** Text provided **
----
Troubleshooting yours should be easy.  The motor works with 12v forward and
reverse polarity to change direction.  A solinoid is used in line to carry
the high current instead of the push button.  An easy go, no-go test would
be to disconnect the motor connections and jumper a portable 12v battery
momentarily to the motor terminals.  If it moves then the windlass is
probably good and not the problem.  If it doesn't move then I would remove
the motor and perform motor troubleshooting such as brushes, winding
resistance, and hand rotation.  Rewinds are cost effective.  Brushes are
cheap.  If it is bound mechanical then you may have to replace the motor.

With the motor off try to drive the windlass to ensure it is not bound.
Disassemble and repair as necessary.

Troubleshoot the electrical.  Heavy gauge wire is required and corrosion at
any or all of the terminals could easily be causing you problems.  A bad
switch or a bad solinoid are also well within the relm of possibilities.

Your concerns about parts and repairs is warranted but you will experience
the same challenges from a new replacement which is why I have chosen a
manual windlass and even hesitate to install it.

Josh Muckley
S/V Sea Hawk
1989 C&C 37+
Solomons, MD
On Jan 3, 2015 10:07 AM, "Richard N. Bush via CnC-List" <
cnc-list@cnc-list.com> wrote:

> Hi all; I hope everyone had a great New Years! I am looking for feedback
> on an anchor windlass; my boat, (1985 C&C 37, CB, new to me last year) came
> with an older model Powerwinch 502 unit, ( not to be confused with the
> current Powerwinch 500 which is for pontoon boats); I have little
> experience with windlasses, all of my prior boats were easy enough to haul
> the anchor by hand.
----
** Provided data **
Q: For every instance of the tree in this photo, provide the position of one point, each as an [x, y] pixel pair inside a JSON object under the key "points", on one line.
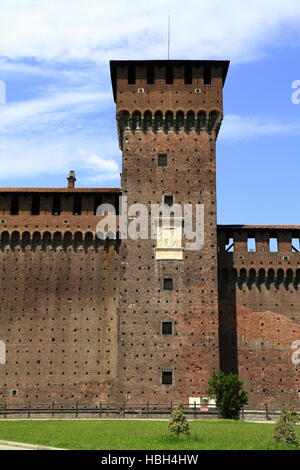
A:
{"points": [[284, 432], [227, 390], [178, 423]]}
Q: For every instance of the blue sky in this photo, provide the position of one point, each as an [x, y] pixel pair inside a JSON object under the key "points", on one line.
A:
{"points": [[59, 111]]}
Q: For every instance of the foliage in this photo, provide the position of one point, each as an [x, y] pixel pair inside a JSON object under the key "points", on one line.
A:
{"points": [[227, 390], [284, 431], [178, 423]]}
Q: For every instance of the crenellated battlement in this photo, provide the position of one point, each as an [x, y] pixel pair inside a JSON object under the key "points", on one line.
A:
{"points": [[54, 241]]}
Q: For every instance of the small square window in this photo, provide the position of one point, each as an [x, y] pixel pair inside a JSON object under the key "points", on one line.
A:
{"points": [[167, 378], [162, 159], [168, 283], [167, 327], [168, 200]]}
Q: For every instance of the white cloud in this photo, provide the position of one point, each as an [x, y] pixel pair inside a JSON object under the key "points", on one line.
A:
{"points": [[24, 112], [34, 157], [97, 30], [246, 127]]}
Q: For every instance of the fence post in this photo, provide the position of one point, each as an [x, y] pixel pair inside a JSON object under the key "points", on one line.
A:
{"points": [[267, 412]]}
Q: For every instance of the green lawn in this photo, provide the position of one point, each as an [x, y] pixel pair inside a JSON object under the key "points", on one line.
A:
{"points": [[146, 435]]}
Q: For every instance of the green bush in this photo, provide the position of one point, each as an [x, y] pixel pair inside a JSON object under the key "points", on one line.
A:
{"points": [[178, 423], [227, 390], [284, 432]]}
----
** Requirement 1 **
In the windlass troubleshooting text, what type of windlass has the writer chosen?
** Requirement 2 **
Write out the windlass troubleshooting text from "Troubleshooting yours should" up to and including "replace the motor.".
Rely only on the windlass troubleshooting text.

** Correct answer 1 **
A manual windlass.

** Correct answer 2 **
Troubleshooting yours should be easy.  The motor works with 12v forward and
reverse polarity to change direction.  A solinoid is used in line to carry
the high current instead of the push button.  An easy go, no-go test would
be to disconnect the motor connections and jumper a portable 12v battery
momentarily to the motor terminals.  If it moves then the windlass is
probably good and not the problem.  If it doesn't move then I would remove
the motor and perform motor troubleshooting such as brushes, winding
resistance, and hand rotation.  Rewinds are cost effective.  Brushes are
cheap.  If it is bound mechanical then you may have to replace the motor.